- WHAT IS REQUIRED -
Can you quote the records below in full, word for word?

##########

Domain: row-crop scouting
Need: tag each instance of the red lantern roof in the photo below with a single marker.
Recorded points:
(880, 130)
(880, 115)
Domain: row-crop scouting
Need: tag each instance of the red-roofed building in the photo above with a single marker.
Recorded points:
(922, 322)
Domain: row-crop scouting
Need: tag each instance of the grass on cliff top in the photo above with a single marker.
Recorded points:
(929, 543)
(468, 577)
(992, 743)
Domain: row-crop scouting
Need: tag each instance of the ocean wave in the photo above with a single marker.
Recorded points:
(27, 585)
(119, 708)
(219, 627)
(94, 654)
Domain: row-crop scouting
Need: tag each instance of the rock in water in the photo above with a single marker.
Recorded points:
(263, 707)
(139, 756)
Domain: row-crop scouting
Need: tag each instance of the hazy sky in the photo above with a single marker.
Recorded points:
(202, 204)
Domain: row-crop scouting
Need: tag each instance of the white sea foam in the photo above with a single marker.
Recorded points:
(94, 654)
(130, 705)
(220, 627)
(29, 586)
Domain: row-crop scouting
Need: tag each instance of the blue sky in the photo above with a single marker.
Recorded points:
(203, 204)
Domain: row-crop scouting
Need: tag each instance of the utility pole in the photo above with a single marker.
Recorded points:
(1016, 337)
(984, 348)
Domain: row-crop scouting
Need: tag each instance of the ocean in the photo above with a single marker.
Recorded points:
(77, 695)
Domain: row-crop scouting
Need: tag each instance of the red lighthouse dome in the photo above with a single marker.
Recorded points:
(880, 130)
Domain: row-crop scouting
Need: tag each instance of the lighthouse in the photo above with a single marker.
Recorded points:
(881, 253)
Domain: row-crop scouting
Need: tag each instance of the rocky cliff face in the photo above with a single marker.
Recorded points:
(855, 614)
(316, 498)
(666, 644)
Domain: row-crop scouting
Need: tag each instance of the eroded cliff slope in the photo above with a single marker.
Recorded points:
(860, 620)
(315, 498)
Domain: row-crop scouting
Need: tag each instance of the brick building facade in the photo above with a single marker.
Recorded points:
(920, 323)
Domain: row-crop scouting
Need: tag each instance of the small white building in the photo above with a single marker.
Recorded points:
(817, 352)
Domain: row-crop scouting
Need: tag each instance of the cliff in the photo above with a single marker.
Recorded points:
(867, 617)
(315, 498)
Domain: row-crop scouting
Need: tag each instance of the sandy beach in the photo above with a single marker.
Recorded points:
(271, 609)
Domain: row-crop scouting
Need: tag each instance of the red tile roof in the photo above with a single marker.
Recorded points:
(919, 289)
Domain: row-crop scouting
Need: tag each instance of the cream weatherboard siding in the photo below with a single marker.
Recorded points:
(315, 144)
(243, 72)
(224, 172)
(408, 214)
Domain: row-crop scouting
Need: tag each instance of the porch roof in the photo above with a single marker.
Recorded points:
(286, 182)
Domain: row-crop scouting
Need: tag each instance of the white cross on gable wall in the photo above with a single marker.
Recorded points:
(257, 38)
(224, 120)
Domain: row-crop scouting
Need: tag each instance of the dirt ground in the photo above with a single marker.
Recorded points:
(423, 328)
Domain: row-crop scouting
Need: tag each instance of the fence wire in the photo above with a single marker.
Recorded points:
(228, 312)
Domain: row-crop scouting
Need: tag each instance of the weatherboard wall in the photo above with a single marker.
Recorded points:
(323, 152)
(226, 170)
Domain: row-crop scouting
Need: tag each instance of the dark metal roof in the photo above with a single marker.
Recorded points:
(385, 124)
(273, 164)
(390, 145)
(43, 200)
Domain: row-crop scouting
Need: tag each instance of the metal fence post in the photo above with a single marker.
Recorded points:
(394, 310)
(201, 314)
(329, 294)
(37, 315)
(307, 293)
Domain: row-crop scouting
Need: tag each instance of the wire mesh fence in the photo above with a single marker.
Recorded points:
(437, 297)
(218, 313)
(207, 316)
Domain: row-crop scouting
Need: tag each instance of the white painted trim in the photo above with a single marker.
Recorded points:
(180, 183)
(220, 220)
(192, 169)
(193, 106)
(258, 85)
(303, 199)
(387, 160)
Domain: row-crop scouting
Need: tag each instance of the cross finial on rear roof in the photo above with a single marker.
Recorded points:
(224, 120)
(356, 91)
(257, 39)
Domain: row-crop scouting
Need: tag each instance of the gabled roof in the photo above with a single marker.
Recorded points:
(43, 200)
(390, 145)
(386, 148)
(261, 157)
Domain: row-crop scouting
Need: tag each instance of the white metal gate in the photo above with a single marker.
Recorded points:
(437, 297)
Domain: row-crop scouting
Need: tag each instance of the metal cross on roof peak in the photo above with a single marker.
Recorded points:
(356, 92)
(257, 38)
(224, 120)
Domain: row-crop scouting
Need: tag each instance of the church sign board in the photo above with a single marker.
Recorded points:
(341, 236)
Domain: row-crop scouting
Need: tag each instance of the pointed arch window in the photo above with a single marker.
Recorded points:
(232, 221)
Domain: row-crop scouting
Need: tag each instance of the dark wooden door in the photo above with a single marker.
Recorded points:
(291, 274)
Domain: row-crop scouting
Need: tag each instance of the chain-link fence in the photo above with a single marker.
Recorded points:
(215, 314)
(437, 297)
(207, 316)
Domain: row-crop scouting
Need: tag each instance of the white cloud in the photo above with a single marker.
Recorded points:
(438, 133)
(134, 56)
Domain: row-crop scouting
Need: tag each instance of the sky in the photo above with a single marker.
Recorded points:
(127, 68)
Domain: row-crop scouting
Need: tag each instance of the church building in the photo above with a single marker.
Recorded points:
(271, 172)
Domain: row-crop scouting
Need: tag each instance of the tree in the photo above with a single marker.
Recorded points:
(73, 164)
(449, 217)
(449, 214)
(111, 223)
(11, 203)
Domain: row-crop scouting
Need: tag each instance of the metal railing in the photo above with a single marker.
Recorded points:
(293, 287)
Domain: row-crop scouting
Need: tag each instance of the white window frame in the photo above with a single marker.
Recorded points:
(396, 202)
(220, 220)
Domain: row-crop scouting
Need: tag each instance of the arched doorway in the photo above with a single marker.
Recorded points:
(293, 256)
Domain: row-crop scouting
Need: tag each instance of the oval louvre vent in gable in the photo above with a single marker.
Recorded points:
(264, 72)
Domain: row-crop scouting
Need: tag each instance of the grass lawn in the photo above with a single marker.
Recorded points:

##########

- THE REPLY -
Domain: row-crop scouting
Need: tag each instance of the red lantern roof in the photo below with a single marker.
Recorded points:
(880, 130)
(880, 115)
Domain: row-crop scouting
Need: tag each instance of the red-roofed building in the photo above with a single marker.
Recorded points:
(922, 322)
Domain: row-crop scouting
Need: tag each instance of the grass on cliff top in the photo above with a single marker.
Recorded points:
(929, 543)
(468, 577)
(992, 743)
Domain: row-crop scouting
Need: tag each instance of the ocean wave in the photo above with a single marker.
Recorded points:
(27, 585)
(119, 708)
(219, 627)
(94, 654)
Domain: row-crop scouting
Need: tag each instance of the rock in water in the photo above with a single marker.
Recorded points:
(263, 707)
(139, 756)
Domain: row-crop scouting
Need: tag each instance of the hazy sky in the photo above with a single marker.
Recorded points:
(202, 204)
Domain: row-crop scouting
Need: tag each instance of the white sea foam in the photo above with a single marker.
Recorded points:
(94, 654)
(130, 705)
(220, 627)
(29, 586)
Domain: row-crop scouting
Need: tag each instance of the blue sky in the photo above with a single marker.
Recorded points:
(203, 204)
Domain: row-crop scouting
Need: tag each instance of the utility pole in the photo above with a single marker.
Recorded points:
(1016, 337)
(984, 348)
Domain: row-crop scouting
Need: tag each instance of the ocean in the photo above with a single marker.
Recorded points:
(77, 695)
Domain: row-crop scouting
Need: tag each instance of the red lighthouse dome in the photo above with a single marker.
Recorded points:
(880, 130)
Domain: row-crop scouting
Need: tag each instance of the lighthouse in the photo above with a single marker.
Recorded points:
(881, 253)
Domain: row-crop scouting
Need: tag each instance of the rocky cliff face in the photo above with a single marker.
Recorded points:
(855, 614)
(316, 498)
(666, 644)
Domain: row-crop scouting
Need: tag each instance of the eroded cliff slope in the photo above with a single marker.
Recorded points:
(860, 620)
(315, 498)
Domain: row-crop scouting
Need: tag each instance of the brick building facade in the photo above with a single marker.
Recorded points:
(920, 323)
Domain: row-crop scouting
Need: tag each instance of the small white building in the photo above with a single marker.
Recorded points:
(817, 352)
Domain: row-crop scouting
Need: tag each instance of the cliff in the photo above with a single marker.
Recorded points:
(867, 617)
(315, 498)
Domain: row-crop scouting
Need: tag each instance of the sandy beach in the photo above with a single marker.
Recorded points:
(271, 609)
Domain: row-crop scouting
Need: tag each instance of the red tile roof in the photo above with a single marker.
Recorded points:
(919, 289)
Domain: row-crop scouting
Need: tag each instance of the cream weatherboard siding in the photo below with a single marker.
Recorded points:
(315, 144)
(243, 72)
(224, 172)
(408, 214)
Domain: row-crop scouting
Need: tag each instance of the porch roof in the photo above with a single marker.
Recorded points:
(286, 182)
Domain: row-crop scouting
Need: tag each instance of the white cross on gable wall in the photo above with a single marker.
Recorded points:
(257, 38)
(224, 120)
Domain: row-crop scouting
Need: tag each instance of the dirt ground in the photo above with a single marker.
Recorded points:
(423, 328)
Domain: row-crop scouting
Need: tag each instance of the fence wire in the photo above with a single marker.
Recorded points:
(228, 312)
Domain: row-crop scouting
Need: tag each instance of the weatherboard wall in the photo above with a single marker.
Recorded points:
(323, 152)
(226, 170)
Domain: row-crop scouting
Need: tag each instance of the dark metal roof in the photo above with a single marker.
Recorded points:
(385, 124)
(273, 164)
(390, 145)
(43, 200)
Domain: row-crop scouting
Need: tag each instance of the metal fence post in the photo above with a single marker.
Recorded points:
(394, 310)
(201, 314)
(329, 294)
(37, 315)
(307, 293)
Domain: row-crop scouting
Need: tag each instance of the wire mesh fence in the photo above with a single marker.
Recorded points:
(437, 297)
(218, 313)
(207, 316)
Domain: row-crop scouting
Need: tag each instance of the white painted trim in the photo above with a single marker.
Recorded points:
(180, 183)
(220, 220)
(192, 169)
(193, 106)
(258, 85)
(303, 199)
(387, 160)
Domain: row-crop scouting
Need: tag each instance of the cross finial on rear roof in the photo above with a single marker.
Recorded points:
(224, 120)
(356, 91)
(257, 39)
Domain: row-crop scouting
Need: tag each instance of the gabled roof in the photo above with a single marker.
Recorded points:
(43, 200)
(390, 145)
(386, 148)
(261, 157)
Domain: row-crop scouting
Need: tag each instance of the white metal gate in the photo above with a single marker.
Recorded points:
(437, 297)
Domain: row-crop scouting
Need: tag each instance of the metal cross on roof peak in the photo above with a single marker.
Recorded points:
(356, 92)
(257, 38)
(224, 120)
Domain: row-crop scouting
Need: tag each instance of the church sign board in the photo above with a single marker.
Recorded points:
(341, 236)
Domain: row-crop scouting
Need: tag each instance of the pointed arch window in the photo above with a single marker.
Recorded points:
(232, 221)
Domain: row-crop scouting
Need: tag each instance of the dark wooden door in the photo above with a single marker.
Recorded points:
(291, 274)
Domain: row-crop scouting
Need: tag each instance of the chain-link fence in the photo above with a single marker.
Recorded points:
(215, 314)
(437, 297)
(207, 316)
Domain: row-crop scouting
Need: tag each instance of the white cloud in the photo above with a single marker.
Recorded points:
(438, 133)
(134, 56)
Domain: row-crop scouting
Need: tag each instance of the sky in the photo above with a single marker.
Recorded points:
(127, 68)
Domain: row-crop scouting
Need: tag each instance of the church building in the photo above with a single marker.
Recorded points:
(271, 172)
Domain: row-crop scouting
Need: tag each instance of the tree in the photo above with a single marker.
Recorded points:
(73, 164)
(449, 217)
(449, 214)
(111, 223)
(11, 203)
Domain: row-crop scouting
Need: tag each instance of the metal railing in the photo above with a single marker.
Recorded points:
(293, 287)
Domain: row-crop scouting
Need: tag each instance of the white window frame in the photo above with a single marker.
Recorded points:
(396, 202)
(220, 220)
Domain: row-crop scouting
Need: tag each instance of the arched doorway in the photo above with a single marker.
Recorded points:
(293, 256)
Domain: row-crop scouting
Need: tag each instance of the oval louvre vent in gable in the photo above with a single marker.
Recorded points:
(264, 72)
Domain: row-crop scouting
Need: tag each instance of the grass lawn in the photo above with a single marker.
Recorded points:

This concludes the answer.